● Directive:
Your task is to repeat, word for word, the line containing "of the grass" and all lines that follow it to the end of the material, and no other lines.

# # # #

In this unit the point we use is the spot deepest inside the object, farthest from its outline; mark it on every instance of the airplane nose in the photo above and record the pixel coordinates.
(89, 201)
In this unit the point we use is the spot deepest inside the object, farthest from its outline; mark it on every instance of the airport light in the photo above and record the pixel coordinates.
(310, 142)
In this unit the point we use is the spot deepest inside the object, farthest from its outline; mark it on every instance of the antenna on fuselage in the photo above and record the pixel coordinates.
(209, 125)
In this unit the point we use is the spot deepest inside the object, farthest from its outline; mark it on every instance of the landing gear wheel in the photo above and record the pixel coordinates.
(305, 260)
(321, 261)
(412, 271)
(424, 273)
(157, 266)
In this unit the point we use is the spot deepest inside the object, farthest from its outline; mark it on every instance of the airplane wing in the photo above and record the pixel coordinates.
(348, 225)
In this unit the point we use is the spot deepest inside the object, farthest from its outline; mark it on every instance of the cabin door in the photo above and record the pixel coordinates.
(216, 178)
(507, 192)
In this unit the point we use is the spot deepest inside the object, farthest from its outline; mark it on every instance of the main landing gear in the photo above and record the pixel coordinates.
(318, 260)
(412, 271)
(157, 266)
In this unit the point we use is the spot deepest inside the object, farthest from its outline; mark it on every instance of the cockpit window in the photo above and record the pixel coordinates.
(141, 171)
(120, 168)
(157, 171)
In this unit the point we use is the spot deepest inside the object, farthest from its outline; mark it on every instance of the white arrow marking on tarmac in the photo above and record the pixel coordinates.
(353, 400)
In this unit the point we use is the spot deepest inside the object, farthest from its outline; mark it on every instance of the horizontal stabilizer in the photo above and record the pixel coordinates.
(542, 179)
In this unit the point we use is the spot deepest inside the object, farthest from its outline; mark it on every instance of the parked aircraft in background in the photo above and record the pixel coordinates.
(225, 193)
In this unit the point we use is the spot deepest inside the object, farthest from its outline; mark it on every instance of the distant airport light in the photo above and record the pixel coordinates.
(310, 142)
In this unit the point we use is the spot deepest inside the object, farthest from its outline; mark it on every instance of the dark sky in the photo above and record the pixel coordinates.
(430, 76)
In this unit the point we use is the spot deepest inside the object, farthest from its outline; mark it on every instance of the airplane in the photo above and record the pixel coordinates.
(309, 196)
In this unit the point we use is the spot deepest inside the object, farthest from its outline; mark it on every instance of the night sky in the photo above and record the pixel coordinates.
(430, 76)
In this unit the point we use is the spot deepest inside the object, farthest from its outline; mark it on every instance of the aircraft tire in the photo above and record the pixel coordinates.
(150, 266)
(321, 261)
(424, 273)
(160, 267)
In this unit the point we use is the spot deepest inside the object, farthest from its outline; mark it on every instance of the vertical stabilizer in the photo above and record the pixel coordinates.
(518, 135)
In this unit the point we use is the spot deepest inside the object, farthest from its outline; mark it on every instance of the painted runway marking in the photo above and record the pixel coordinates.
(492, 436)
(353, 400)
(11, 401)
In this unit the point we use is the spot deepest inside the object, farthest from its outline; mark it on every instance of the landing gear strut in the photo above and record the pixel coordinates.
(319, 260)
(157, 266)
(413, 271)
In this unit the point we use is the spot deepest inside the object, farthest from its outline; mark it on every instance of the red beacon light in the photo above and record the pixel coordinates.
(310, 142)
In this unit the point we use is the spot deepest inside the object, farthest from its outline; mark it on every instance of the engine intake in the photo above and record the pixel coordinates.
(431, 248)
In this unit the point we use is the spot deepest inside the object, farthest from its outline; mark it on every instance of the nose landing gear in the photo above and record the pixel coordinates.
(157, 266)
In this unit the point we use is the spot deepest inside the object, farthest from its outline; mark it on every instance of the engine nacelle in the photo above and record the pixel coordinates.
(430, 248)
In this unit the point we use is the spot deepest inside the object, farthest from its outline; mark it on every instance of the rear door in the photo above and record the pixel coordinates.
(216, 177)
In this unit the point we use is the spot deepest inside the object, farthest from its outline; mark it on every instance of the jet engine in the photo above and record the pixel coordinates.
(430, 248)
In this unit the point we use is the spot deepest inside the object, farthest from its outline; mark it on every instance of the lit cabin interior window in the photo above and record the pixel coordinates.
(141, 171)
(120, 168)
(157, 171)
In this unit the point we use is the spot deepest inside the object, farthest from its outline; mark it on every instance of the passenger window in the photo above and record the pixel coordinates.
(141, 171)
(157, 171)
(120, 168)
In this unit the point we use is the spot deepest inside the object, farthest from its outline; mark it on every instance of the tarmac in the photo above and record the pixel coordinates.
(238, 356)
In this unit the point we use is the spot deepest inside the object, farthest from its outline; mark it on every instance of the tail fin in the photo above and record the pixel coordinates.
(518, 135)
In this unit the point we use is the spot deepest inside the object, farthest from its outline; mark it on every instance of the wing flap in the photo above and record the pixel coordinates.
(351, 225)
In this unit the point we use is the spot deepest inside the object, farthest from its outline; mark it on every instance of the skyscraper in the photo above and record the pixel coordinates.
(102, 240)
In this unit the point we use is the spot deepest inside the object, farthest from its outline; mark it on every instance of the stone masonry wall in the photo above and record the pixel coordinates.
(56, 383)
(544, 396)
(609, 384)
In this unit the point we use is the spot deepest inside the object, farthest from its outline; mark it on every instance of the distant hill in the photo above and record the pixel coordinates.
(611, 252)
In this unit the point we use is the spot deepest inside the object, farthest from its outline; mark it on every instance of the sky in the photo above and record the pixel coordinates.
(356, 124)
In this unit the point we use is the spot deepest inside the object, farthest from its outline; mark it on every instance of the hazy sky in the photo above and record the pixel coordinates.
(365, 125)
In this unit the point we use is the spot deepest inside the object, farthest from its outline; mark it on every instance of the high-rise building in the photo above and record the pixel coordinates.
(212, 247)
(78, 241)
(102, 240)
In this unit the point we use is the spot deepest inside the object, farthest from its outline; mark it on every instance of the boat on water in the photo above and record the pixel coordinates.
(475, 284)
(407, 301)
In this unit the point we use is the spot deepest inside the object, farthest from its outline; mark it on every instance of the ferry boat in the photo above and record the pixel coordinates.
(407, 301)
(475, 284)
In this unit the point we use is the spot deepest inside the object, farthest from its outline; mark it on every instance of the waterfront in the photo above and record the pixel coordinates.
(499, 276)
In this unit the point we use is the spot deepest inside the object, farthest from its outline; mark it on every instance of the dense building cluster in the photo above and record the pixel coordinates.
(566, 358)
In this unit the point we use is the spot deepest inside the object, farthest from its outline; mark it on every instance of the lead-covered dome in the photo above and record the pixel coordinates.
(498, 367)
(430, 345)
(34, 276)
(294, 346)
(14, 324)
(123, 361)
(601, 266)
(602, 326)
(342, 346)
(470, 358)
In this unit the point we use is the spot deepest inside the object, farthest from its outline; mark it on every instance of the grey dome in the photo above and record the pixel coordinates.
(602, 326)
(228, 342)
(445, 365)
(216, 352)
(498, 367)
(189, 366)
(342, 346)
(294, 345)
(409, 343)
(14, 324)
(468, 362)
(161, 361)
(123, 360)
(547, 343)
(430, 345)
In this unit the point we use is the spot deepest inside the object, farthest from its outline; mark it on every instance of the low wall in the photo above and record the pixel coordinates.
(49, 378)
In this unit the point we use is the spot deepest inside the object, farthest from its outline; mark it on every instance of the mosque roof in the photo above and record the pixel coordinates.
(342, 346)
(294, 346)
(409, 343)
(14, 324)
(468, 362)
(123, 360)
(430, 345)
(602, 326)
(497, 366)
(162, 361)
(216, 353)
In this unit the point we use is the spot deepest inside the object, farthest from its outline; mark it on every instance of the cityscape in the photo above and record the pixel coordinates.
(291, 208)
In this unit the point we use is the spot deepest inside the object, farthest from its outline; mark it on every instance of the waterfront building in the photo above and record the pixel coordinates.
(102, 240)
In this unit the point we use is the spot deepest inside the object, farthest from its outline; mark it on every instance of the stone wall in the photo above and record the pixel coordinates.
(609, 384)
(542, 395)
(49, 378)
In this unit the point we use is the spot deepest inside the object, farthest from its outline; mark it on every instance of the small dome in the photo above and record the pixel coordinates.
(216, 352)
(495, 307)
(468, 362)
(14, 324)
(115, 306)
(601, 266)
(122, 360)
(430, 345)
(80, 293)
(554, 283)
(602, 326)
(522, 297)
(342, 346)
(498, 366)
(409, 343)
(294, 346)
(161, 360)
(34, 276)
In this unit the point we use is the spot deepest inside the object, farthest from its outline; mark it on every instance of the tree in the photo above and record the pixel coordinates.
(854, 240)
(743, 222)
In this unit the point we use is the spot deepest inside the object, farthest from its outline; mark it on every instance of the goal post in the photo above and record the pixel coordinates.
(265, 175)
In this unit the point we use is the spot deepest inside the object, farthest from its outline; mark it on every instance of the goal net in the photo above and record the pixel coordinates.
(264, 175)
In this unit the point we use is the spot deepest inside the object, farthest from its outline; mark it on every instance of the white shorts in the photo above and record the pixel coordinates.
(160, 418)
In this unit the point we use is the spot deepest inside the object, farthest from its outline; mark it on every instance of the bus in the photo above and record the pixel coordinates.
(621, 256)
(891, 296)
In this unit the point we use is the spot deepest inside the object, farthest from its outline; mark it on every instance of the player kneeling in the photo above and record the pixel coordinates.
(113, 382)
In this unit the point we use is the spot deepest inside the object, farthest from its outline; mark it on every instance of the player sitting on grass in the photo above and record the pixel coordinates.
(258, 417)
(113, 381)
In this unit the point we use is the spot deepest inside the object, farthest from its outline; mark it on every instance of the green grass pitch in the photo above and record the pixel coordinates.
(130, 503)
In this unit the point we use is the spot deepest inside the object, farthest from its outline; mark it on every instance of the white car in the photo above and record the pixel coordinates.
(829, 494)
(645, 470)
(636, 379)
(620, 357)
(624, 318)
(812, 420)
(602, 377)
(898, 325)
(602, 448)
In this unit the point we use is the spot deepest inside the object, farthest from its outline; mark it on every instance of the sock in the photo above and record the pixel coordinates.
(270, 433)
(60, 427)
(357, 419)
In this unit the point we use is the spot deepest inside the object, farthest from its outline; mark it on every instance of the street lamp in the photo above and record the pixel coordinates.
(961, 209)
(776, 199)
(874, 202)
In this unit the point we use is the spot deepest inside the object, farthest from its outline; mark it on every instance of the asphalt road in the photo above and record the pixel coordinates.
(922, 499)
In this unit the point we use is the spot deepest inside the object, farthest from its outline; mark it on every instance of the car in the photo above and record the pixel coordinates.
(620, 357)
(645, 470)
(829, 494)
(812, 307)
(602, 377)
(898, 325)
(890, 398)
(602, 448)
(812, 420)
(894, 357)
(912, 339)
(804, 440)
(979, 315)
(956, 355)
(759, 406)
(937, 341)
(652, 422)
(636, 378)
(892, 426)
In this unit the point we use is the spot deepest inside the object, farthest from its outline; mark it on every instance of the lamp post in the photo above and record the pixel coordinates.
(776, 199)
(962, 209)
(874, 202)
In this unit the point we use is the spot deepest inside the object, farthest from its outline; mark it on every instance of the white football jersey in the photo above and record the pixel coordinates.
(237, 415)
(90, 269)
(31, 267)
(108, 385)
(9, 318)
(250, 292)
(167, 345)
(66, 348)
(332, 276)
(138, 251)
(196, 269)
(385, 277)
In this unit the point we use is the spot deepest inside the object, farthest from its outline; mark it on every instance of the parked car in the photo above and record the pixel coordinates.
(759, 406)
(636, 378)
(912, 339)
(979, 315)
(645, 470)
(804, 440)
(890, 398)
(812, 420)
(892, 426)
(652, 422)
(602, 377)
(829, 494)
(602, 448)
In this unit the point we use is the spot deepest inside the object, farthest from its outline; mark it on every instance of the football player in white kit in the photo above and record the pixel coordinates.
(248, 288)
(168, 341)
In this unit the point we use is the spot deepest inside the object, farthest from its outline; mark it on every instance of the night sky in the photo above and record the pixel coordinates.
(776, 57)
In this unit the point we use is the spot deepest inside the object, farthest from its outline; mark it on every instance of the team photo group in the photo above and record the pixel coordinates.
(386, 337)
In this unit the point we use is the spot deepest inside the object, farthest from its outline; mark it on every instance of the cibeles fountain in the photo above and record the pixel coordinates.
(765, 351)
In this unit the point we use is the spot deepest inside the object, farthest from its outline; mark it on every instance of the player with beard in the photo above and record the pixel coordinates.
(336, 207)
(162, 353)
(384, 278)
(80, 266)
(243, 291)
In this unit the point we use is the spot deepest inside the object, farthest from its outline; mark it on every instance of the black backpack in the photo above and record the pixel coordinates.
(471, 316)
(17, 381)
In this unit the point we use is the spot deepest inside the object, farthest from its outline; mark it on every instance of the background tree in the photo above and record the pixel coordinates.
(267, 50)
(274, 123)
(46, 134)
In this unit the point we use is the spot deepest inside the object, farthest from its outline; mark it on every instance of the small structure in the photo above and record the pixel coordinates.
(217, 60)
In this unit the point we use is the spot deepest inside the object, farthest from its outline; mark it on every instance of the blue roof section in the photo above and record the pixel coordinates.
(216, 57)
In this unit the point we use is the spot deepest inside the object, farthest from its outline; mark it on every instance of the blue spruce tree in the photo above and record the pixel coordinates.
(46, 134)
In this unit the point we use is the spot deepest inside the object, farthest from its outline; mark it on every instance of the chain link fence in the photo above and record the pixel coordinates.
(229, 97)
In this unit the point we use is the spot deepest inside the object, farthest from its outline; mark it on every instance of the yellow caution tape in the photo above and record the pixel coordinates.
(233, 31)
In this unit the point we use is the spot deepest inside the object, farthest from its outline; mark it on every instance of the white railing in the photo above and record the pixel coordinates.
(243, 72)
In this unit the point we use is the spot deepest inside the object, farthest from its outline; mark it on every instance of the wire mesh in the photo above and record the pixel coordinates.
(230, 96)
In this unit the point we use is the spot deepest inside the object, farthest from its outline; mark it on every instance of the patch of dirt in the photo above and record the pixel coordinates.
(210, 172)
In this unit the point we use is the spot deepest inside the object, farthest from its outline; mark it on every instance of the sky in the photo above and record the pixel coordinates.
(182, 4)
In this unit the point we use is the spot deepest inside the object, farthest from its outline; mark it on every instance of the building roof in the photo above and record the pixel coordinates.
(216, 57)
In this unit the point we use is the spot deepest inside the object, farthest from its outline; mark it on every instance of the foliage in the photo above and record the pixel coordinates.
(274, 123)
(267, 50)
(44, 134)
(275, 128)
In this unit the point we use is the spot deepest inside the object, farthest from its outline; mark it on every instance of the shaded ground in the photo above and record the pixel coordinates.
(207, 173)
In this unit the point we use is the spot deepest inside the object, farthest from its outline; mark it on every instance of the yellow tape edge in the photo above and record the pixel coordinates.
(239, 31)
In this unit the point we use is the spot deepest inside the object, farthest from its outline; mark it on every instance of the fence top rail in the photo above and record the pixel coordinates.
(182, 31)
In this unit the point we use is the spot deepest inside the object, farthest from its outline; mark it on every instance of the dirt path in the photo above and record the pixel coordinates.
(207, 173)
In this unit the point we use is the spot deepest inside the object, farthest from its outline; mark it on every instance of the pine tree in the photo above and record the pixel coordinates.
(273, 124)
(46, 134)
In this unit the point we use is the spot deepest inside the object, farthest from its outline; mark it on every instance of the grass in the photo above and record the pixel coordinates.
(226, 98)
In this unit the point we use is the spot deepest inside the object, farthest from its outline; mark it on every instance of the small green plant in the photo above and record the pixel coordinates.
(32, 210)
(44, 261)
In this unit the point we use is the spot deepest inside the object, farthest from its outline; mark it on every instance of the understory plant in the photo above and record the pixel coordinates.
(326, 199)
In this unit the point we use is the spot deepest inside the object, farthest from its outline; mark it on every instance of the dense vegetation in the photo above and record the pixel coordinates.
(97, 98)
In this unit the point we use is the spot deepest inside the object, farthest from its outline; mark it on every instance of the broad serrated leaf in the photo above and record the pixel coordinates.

# # # #

● Solved exercise:
In this unit the point we use is the spot deepest inside the object, farthest from its outline; mark it on every instance of the grass in the photo above and record the pixel coordinates.
(226, 98)
In this unit the point we use is the spot deepest inside the object, farthest from its outline; mark it on every instance of the small green plant in the photo above and record the pixel coordinates.
(32, 210)
(44, 261)
In this unit the point we use is the spot deepest inside the object, farthest from its outline; mark it on every instance of the understory plant in the photo above and record the pixel coordinates.
(326, 199)
In this unit the point we use is the spot deepest inside the object, farthest from its outline; mark it on every instance of the dense vegetation in the photo above and record the pixel coordinates.
(97, 98)
In this unit the point we use is the spot deepest inside the object, farthest from its outline; mark it on every instance of the broad serrated leaf in the photo above and record the pixel coordinates.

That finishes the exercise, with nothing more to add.